(Pointing records)
===
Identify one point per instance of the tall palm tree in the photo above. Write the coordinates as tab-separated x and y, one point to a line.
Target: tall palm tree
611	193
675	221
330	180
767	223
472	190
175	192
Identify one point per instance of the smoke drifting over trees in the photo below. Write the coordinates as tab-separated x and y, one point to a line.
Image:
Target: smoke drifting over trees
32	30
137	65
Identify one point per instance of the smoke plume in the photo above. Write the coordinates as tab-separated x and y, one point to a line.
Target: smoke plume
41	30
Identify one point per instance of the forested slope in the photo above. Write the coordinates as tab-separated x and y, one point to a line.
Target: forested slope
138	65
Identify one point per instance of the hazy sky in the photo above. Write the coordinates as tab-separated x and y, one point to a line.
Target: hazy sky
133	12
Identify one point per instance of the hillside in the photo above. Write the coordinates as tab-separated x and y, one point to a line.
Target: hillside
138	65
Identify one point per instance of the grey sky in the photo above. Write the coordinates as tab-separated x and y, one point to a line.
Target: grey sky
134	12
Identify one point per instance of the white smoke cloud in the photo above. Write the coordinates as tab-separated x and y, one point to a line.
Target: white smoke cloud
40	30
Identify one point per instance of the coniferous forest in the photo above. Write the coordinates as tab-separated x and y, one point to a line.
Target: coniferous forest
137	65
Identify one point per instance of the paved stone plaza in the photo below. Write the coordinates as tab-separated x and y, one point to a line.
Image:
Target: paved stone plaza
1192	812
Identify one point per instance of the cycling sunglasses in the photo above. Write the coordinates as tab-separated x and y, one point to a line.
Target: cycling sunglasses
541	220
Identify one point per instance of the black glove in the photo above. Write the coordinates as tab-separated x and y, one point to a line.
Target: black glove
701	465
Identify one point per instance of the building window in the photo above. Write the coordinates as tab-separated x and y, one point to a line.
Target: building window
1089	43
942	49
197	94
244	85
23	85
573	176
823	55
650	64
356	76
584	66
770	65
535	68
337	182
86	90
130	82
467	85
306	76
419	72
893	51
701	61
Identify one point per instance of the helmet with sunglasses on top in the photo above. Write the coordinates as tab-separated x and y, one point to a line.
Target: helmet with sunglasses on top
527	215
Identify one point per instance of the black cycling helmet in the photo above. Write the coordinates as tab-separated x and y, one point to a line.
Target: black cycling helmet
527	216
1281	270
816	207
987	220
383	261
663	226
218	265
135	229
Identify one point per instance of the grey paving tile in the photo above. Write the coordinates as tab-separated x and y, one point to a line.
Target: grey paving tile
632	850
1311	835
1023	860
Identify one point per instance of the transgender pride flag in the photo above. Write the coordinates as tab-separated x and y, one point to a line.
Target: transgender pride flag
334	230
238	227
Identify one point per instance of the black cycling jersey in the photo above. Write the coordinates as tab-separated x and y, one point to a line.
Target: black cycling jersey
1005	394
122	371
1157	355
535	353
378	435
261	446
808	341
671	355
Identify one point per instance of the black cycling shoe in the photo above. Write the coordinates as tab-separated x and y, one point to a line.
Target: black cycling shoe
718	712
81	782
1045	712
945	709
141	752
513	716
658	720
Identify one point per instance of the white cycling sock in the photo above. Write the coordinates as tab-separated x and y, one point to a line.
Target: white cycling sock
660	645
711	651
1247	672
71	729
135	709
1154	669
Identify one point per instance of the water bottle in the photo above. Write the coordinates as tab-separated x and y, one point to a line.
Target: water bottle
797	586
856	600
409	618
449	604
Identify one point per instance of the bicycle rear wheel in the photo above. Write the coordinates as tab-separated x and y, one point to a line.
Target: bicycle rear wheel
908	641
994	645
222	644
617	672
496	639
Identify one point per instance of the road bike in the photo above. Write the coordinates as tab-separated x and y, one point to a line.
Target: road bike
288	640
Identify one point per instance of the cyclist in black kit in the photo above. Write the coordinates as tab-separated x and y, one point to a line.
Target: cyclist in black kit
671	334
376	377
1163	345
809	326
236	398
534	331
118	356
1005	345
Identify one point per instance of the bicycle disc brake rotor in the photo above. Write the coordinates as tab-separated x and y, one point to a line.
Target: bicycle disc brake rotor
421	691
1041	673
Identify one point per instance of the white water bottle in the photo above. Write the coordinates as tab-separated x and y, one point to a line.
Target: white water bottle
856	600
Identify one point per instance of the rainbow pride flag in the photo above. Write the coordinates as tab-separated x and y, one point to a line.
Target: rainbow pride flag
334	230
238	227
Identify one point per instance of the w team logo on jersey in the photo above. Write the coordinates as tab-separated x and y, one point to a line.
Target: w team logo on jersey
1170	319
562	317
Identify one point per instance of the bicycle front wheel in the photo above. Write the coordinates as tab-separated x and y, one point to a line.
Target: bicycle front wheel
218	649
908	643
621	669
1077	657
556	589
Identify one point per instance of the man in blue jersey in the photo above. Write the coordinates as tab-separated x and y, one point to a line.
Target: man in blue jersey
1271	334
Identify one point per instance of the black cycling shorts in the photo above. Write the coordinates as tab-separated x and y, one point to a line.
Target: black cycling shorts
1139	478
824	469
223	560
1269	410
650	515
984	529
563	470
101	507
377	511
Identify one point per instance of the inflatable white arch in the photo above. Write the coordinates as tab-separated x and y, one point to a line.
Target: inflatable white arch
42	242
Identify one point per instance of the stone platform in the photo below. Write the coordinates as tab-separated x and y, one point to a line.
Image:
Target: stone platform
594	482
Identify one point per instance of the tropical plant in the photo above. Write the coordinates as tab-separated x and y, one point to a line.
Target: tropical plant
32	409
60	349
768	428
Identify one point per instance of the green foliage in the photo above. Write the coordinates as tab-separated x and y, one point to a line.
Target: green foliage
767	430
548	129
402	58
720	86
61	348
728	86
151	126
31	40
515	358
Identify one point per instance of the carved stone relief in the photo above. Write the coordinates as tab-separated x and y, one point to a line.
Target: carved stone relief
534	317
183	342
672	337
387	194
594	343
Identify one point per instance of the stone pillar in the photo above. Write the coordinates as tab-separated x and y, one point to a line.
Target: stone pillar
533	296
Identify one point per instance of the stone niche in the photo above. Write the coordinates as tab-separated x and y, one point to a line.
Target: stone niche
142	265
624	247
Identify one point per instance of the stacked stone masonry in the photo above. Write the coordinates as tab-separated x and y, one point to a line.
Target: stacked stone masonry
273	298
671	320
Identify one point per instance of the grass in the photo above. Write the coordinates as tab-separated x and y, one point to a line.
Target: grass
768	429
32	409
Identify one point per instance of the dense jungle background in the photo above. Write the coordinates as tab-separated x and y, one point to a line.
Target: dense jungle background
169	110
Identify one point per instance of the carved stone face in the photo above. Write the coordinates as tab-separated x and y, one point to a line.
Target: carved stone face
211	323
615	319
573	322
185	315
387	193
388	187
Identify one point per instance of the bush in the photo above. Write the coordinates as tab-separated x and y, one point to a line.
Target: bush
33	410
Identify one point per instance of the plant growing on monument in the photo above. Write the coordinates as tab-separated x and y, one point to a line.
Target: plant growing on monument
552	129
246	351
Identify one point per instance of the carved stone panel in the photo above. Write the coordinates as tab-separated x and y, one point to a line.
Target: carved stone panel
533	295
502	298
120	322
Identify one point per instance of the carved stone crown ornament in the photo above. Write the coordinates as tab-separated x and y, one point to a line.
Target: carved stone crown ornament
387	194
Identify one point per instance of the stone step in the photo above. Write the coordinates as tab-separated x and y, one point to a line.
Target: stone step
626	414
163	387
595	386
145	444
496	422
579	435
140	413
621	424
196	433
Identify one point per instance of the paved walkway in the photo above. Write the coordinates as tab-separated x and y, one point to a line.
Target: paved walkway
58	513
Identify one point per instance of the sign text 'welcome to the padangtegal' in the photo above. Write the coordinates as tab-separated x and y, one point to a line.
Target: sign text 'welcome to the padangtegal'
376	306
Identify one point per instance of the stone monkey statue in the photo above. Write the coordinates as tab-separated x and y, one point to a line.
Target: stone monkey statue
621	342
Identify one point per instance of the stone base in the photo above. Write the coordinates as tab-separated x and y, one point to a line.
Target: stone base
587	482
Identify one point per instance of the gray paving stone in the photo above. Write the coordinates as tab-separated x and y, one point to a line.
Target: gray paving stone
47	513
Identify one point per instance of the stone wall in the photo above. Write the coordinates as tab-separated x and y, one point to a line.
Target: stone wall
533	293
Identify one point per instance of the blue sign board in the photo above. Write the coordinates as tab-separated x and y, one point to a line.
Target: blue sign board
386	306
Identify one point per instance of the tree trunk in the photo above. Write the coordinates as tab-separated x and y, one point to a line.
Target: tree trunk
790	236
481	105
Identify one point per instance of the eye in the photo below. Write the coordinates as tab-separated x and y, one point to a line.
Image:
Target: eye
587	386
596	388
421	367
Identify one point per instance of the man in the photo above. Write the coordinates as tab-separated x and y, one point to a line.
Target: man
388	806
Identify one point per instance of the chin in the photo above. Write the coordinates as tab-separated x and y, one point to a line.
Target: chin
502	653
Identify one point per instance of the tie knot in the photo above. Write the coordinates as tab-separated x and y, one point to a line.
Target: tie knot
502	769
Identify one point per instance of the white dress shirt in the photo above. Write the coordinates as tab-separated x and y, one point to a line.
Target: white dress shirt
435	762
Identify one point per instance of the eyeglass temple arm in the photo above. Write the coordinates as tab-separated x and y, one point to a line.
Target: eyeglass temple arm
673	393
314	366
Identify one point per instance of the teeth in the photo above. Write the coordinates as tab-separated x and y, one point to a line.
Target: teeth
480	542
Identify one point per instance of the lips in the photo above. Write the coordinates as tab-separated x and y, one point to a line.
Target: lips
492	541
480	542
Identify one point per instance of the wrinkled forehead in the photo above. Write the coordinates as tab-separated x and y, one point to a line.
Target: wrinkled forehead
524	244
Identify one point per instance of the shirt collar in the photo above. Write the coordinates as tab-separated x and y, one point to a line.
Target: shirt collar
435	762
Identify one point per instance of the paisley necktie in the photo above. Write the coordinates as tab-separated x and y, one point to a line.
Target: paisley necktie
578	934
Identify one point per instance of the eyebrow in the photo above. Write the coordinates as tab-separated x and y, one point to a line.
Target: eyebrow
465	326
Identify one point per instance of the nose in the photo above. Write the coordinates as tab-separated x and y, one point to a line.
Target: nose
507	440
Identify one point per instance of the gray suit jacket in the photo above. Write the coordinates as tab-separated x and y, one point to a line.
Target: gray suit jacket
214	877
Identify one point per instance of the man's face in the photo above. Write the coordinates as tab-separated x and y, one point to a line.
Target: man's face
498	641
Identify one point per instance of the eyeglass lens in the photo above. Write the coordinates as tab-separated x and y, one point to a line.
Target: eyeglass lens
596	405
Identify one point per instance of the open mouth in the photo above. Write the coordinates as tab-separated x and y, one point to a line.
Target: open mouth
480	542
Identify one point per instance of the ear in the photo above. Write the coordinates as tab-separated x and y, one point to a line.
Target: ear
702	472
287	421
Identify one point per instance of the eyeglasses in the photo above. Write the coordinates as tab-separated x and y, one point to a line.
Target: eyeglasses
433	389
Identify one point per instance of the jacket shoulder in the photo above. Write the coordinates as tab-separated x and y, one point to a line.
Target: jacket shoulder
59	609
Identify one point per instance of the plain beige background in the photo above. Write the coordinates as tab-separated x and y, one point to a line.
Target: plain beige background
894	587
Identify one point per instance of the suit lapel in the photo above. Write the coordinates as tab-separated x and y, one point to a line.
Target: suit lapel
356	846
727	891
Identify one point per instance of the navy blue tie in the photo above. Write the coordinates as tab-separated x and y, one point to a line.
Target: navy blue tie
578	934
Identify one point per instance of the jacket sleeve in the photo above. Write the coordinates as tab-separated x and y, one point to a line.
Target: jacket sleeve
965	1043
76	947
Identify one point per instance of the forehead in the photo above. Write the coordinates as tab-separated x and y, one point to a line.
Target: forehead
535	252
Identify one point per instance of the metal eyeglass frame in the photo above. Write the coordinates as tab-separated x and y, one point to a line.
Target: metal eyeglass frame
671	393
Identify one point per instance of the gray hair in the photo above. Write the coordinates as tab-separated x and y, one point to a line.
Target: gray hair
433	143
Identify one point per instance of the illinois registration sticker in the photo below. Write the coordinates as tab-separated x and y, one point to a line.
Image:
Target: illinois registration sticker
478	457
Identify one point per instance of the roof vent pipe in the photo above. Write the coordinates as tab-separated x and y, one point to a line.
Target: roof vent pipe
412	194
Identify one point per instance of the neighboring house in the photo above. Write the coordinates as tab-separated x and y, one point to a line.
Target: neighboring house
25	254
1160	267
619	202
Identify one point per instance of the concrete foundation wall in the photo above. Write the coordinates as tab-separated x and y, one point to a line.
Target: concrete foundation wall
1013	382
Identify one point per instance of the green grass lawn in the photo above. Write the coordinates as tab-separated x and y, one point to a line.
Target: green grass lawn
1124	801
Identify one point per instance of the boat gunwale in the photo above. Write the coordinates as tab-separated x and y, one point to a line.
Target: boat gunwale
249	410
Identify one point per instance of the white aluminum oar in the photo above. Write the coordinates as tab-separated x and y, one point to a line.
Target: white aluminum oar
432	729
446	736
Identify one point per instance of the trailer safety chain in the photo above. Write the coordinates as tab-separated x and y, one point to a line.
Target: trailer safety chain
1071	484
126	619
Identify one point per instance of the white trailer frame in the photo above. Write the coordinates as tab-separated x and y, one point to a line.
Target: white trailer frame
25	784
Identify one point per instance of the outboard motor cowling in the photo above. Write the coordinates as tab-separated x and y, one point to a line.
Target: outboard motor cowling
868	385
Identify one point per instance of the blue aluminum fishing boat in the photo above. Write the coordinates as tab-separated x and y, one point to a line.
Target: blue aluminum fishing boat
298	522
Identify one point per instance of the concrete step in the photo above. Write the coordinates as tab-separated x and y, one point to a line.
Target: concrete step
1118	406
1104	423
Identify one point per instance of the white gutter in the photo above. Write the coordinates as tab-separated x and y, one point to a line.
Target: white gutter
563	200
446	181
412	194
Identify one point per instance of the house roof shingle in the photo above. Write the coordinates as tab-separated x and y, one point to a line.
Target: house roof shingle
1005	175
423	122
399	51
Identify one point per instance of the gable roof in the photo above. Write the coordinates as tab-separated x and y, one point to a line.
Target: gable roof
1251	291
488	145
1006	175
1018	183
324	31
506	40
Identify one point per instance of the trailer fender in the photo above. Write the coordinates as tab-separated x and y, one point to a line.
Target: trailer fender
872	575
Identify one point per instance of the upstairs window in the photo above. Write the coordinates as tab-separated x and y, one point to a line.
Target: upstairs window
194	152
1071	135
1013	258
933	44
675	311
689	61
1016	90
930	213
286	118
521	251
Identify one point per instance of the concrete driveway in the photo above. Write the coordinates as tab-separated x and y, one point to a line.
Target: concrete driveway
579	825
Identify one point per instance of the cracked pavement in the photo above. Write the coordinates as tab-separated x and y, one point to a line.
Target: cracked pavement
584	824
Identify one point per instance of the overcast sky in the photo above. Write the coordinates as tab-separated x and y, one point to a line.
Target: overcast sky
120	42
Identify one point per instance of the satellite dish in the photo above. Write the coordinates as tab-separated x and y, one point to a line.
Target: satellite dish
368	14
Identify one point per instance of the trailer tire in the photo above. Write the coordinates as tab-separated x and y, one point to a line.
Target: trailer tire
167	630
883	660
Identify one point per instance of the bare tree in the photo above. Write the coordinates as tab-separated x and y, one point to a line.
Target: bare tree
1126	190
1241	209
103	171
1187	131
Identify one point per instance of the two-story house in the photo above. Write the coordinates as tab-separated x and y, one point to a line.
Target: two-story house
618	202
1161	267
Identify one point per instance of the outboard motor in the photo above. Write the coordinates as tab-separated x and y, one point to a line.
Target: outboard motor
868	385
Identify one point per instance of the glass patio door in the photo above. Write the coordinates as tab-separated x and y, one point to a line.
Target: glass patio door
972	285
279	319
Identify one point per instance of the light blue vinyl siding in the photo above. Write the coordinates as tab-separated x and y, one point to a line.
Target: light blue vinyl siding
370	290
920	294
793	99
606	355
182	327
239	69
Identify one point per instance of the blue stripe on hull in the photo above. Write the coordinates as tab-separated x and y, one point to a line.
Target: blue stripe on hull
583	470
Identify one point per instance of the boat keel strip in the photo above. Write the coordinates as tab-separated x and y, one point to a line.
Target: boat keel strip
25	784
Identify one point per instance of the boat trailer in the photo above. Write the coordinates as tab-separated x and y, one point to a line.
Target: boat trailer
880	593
===
◆ **WHAT THE TASK ASKS**:
Rewrite the part of the listing that opens with the line containing "Identify one point per instance of the boat trailer" and runs through the end of the listing, changing "boat trailer" to "utility trailer" and leaving everything else as it is.

◆ **ANSWER IN FULL**:
Identify one point per instance of the utility trailer in the photo above. Write the coordinates as tab-separated x and y, one point to a line.
Target: utility trailer
880	593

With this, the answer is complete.